Stored data entries:
- - - - - - -

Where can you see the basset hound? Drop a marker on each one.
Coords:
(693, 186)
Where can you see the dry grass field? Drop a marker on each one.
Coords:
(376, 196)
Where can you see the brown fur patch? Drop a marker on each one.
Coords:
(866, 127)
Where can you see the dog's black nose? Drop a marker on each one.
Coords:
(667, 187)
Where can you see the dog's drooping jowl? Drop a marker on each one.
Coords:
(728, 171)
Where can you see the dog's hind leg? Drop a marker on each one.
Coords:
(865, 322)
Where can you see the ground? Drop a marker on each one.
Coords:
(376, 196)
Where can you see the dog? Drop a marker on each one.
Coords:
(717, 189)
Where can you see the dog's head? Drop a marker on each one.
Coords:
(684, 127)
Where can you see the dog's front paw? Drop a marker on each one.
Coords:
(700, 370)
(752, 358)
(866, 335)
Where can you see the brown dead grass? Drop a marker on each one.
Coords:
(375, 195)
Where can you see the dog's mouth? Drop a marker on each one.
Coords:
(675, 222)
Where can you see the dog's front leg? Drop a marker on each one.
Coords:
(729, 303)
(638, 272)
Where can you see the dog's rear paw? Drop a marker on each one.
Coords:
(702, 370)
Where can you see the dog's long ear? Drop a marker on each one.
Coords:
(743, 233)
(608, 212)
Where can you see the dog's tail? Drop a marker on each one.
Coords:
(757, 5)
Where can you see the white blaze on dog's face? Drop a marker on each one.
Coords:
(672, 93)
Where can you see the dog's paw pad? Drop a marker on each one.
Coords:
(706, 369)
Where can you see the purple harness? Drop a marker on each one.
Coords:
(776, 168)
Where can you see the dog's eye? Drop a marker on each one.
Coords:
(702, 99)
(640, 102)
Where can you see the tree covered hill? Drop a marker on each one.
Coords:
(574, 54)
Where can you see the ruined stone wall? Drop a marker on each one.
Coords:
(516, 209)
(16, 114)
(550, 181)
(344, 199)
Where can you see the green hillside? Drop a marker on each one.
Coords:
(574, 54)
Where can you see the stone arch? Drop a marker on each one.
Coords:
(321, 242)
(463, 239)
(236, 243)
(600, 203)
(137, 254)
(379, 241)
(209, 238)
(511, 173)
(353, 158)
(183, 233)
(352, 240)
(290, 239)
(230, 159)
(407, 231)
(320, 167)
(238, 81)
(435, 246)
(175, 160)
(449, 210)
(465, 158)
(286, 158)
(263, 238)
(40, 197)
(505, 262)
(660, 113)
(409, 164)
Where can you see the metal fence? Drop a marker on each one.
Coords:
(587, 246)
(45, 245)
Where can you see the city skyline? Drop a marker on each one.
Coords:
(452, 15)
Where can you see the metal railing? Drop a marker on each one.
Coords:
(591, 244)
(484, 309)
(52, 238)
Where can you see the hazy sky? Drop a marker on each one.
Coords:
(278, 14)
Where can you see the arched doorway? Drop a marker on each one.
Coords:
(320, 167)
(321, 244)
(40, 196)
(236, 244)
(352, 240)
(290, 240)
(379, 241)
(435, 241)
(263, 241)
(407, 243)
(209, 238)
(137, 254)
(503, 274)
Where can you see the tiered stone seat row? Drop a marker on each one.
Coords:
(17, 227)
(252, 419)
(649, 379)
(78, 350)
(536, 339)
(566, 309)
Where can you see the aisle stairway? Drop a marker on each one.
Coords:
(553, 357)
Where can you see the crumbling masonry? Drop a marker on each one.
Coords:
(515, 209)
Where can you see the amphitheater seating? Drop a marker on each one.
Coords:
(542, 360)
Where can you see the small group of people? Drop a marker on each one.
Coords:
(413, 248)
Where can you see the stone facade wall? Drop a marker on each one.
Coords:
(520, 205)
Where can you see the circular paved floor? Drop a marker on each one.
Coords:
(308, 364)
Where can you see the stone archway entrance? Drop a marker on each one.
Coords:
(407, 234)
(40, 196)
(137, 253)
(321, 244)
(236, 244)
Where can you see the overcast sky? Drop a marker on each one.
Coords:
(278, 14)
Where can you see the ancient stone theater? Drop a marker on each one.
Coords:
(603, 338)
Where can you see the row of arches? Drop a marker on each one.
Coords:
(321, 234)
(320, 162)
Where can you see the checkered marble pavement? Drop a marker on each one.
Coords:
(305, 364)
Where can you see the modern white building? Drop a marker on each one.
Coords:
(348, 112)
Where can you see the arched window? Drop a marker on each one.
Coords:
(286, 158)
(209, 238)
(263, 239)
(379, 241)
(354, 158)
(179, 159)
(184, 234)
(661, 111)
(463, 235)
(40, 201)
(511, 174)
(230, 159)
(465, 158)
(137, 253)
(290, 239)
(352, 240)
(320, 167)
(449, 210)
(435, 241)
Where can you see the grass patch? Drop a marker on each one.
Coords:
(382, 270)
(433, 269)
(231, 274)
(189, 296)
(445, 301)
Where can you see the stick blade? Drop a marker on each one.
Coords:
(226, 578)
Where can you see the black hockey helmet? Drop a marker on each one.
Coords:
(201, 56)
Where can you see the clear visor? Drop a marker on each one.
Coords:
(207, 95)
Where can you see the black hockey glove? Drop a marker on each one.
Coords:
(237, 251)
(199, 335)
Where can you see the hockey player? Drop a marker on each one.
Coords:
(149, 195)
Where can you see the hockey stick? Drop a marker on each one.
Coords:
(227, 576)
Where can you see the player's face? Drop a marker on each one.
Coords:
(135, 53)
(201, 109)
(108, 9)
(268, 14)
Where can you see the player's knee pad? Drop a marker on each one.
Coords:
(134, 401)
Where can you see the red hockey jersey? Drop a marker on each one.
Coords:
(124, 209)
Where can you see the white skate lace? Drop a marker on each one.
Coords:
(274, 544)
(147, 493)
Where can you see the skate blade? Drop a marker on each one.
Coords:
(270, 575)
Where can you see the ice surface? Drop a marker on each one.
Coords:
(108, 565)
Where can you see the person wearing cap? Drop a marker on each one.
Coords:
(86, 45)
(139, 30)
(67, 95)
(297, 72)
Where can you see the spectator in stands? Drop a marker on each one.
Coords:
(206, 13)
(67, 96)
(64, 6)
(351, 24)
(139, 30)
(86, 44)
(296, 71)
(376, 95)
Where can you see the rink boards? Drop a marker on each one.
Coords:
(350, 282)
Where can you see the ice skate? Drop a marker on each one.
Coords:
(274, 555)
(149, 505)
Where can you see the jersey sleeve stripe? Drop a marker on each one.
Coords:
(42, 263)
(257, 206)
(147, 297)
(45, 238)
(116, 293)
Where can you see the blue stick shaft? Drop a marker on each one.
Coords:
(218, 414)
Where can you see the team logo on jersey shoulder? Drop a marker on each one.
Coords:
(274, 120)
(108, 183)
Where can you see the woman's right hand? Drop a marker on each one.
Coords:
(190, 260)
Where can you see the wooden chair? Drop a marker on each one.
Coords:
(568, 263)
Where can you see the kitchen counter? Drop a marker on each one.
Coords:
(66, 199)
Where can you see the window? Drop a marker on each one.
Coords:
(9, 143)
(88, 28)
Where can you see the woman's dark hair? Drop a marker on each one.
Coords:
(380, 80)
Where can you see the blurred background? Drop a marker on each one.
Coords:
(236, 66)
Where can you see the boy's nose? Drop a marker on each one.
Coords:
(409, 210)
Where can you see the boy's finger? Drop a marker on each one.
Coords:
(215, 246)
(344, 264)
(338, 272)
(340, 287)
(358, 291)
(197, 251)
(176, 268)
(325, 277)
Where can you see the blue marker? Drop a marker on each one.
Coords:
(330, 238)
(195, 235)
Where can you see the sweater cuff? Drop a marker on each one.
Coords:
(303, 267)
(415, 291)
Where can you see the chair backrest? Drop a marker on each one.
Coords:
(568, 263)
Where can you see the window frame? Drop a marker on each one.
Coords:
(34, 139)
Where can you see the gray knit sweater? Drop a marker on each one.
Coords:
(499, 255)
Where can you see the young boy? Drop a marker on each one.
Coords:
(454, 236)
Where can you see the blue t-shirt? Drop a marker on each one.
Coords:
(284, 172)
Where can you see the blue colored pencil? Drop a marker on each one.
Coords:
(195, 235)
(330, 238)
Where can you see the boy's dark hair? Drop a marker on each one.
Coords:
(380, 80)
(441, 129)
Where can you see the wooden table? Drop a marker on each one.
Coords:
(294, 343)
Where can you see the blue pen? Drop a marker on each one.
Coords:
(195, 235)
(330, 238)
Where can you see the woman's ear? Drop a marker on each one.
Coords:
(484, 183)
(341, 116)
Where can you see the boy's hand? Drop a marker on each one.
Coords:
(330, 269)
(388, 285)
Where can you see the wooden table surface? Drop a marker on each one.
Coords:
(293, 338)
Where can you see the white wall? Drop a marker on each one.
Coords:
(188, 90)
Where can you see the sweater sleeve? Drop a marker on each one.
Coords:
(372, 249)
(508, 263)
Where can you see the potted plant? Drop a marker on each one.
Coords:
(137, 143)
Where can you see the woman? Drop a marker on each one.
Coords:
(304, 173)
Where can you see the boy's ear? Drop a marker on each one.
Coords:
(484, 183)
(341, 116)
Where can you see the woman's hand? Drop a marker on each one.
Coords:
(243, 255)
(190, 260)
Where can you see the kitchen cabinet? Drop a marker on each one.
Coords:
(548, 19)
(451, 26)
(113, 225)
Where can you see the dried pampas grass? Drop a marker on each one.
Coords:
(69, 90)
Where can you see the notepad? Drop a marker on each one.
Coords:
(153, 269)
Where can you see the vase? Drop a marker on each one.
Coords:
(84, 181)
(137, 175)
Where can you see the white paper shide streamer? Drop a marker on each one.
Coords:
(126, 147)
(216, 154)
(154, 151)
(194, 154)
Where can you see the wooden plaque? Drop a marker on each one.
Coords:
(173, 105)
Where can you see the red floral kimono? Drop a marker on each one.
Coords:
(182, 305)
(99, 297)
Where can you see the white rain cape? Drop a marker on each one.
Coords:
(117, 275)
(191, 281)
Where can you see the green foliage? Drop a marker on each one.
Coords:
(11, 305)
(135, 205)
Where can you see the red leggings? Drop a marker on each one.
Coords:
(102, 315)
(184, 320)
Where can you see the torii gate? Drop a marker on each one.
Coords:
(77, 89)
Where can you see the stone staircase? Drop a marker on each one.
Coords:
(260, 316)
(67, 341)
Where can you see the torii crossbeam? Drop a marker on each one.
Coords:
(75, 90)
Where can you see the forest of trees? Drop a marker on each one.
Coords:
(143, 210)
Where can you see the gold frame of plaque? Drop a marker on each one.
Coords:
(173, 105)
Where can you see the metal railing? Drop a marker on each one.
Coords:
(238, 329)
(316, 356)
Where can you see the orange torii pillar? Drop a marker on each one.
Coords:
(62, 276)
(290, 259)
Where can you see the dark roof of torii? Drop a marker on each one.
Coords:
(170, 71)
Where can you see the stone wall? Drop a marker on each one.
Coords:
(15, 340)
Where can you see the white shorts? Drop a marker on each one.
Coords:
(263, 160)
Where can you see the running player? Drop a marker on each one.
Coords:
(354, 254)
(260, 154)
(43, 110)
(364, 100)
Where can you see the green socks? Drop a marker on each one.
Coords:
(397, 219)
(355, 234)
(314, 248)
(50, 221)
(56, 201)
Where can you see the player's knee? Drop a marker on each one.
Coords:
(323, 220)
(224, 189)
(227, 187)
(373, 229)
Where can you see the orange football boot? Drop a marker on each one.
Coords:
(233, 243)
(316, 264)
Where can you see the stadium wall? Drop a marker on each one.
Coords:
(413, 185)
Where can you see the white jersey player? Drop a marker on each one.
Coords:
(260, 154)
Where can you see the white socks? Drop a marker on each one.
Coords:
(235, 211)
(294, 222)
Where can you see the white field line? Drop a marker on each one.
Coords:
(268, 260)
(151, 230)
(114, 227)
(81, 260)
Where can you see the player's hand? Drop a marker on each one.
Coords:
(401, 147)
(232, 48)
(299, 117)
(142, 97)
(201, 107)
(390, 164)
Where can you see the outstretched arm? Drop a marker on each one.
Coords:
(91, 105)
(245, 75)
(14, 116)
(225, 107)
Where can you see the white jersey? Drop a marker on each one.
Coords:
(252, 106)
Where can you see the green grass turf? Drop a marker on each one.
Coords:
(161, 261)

- - - - - - -

→ **Activity**
For the word "hand", tally the lines of the entries in which it appears and give the total alone.

→ **Exercise result**
4